#### [ABOUT THIS EXERCISE]
Every entry, from the first to the last, should be written out exactly.
╭──
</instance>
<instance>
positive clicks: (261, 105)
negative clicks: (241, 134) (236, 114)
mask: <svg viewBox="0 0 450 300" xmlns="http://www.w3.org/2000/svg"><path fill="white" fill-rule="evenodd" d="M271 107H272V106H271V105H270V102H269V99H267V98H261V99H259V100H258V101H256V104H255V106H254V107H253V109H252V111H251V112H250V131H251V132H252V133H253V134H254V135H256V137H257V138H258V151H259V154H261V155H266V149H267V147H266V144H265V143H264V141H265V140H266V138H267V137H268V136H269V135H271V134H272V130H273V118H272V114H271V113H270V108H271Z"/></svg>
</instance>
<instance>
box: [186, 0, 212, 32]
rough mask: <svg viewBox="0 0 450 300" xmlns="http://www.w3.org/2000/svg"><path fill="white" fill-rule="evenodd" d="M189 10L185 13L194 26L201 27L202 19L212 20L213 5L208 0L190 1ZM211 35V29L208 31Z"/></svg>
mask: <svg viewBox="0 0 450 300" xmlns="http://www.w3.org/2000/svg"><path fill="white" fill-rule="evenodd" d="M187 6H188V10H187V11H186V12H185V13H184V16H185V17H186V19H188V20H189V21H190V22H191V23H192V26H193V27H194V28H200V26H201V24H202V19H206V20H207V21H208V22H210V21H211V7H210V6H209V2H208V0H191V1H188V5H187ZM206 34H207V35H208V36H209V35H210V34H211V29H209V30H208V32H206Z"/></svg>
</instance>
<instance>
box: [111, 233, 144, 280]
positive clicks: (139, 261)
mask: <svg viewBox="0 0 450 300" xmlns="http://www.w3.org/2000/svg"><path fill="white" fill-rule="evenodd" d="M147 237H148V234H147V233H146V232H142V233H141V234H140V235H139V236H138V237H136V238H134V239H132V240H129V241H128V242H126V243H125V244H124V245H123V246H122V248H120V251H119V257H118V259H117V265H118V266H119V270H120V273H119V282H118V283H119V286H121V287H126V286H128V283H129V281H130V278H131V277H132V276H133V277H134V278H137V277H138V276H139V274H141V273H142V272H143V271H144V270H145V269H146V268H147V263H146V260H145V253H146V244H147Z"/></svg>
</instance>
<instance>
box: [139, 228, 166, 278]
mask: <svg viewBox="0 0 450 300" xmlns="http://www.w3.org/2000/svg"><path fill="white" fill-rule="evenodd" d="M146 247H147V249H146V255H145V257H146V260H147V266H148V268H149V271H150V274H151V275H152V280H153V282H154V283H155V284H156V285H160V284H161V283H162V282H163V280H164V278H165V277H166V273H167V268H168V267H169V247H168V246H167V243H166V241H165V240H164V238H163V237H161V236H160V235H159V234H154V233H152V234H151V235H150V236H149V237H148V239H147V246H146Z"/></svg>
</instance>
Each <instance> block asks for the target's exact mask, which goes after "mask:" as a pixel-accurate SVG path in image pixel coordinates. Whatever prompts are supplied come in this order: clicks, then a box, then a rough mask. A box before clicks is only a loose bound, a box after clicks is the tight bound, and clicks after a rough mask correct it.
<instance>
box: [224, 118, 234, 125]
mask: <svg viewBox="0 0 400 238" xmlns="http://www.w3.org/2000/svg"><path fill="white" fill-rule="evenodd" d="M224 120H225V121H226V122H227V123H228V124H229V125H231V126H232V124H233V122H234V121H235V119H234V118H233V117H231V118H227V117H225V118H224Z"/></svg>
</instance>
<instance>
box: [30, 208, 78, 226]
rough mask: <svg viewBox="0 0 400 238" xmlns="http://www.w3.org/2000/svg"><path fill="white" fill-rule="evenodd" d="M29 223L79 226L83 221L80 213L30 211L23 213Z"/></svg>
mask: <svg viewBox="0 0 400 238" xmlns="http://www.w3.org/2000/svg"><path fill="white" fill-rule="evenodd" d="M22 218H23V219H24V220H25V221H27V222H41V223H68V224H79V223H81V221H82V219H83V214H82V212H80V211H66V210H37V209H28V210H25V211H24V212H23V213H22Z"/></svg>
╰──
#### [SOLUTION FOR THIS TASK]
</instance>
<instance>
positive clicks: (261, 105)
negative clicks: (241, 134) (236, 114)
mask: <svg viewBox="0 0 450 300" xmlns="http://www.w3.org/2000/svg"><path fill="white" fill-rule="evenodd" d="M271 107H272V106H271V105H270V102H269V99H267V98H261V99H259V100H258V101H256V104H255V106H254V107H253V109H252V111H251V112H250V131H251V132H252V133H253V134H254V135H256V137H257V138H258V151H259V154H261V155H266V149H267V147H266V144H265V143H264V141H265V140H266V138H267V137H268V136H269V135H271V134H272V130H273V118H272V114H271V113H270V108H271Z"/></svg>
</instance>
<instance>
box: [186, 0, 212, 32]
rough mask: <svg viewBox="0 0 450 300" xmlns="http://www.w3.org/2000/svg"><path fill="white" fill-rule="evenodd" d="M189 10L185 13L194 26L201 27L202 19L212 20L213 5L208 0L190 1ZM211 35V29L208 31Z"/></svg>
mask: <svg viewBox="0 0 450 300" xmlns="http://www.w3.org/2000/svg"><path fill="white" fill-rule="evenodd" d="M187 6H188V10H187V11H186V12H185V13H184V16H185V17H186V19H188V20H189V21H190V22H191V23H192V26H193V27H194V28H200V26H201V24H202V19H206V20H207V21H208V22H210V21H211V7H210V6H209V2H208V0H191V1H188V5H187ZM206 34H207V35H208V36H209V35H210V34H211V29H209V30H208V32H206Z"/></svg>
</instance>
<instance>
box: [111, 233, 144, 280]
positive clicks: (139, 261)
mask: <svg viewBox="0 0 450 300" xmlns="http://www.w3.org/2000/svg"><path fill="white" fill-rule="evenodd" d="M147 237H148V234H147V233H146V232H142V233H141V234H140V235H139V236H138V237H136V238H134V239H132V240H129V241H128V242H126V243H125V244H124V245H123V246H122V248H120V251H119V257H118V259H117V265H118V266H119V270H120V273H119V282H118V283H119V286H121V287H126V286H128V283H129V281H130V278H131V277H132V276H133V277H134V278H137V277H138V276H139V274H141V273H142V272H143V271H144V270H145V269H146V268H147V263H146V260H145V253H146V244H147Z"/></svg>
</instance>
<instance>
box: [139, 228, 166, 278]
mask: <svg viewBox="0 0 450 300" xmlns="http://www.w3.org/2000/svg"><path fill="white" fill-rule="evenodd" d="M146 247H147V249H146V255H145V257H146V260H147V266H148V268H149V271H150V274H151V275H152V280H153V282H154V283H155V284H156V285H160V284H161V283H162V282H163V280H164V278H165V277H166V273H167V268H168V267H169V247H168V246H167V243H166V241H165V240H164V238H163V237H161V236H160V235H159V234H154V233H152V234H151V235H150V236H149V237H148V239H147V246H146Z"/></svg>
</instance>
Each <instance> block asks for the target's exact mask, which goes after "mask:" as a pixel-accurate SVG path in image pixel coordinates. Whatever prompts are supplied come in this order: clicks, then a box, then a rough mask. A box before clicks is only a loose bound, a box after clicks is the tight bound, and clicks after a rough mask correct it.
<instance>
box: [224, 118, 234, 125]
mask: <svg viewBox="0 0 400 238" xmlns="http://www.w3.org/2000/svg"><path fill="white" fill-rule="evenodd" d="M224 120H225V121H226V122H227V123H228V124H229V125H231V126H232V124H233V122H234V121H235V119H234V118H233V117H231V118H227V117H225V118H224Z"/></svg>
</instance>
<instance>
box: [30, 208, 78, 226]
rough mask: <svg viewBox="0 0 400 238" xmlns="http://www.w3.org/2000/svg"><path fill="white" fill-rule="evenodd" d="M29 223L79 226L83 221L80 213L30 211L23 213Z"/></svg>
mask: <svg viewBox="0 0 400 238" xmlns="http://www.w3.org/2000/svg"><path fill="white" fill-rule="evenodd" d="M22 218H23V219H24V220H25V221H27V222H41V223H68V224H79V223H81V221H82V219H83V214H82V212H80V211H66V210H37V209H28V210H25V211H24V212H23V213H22Z"/></svg>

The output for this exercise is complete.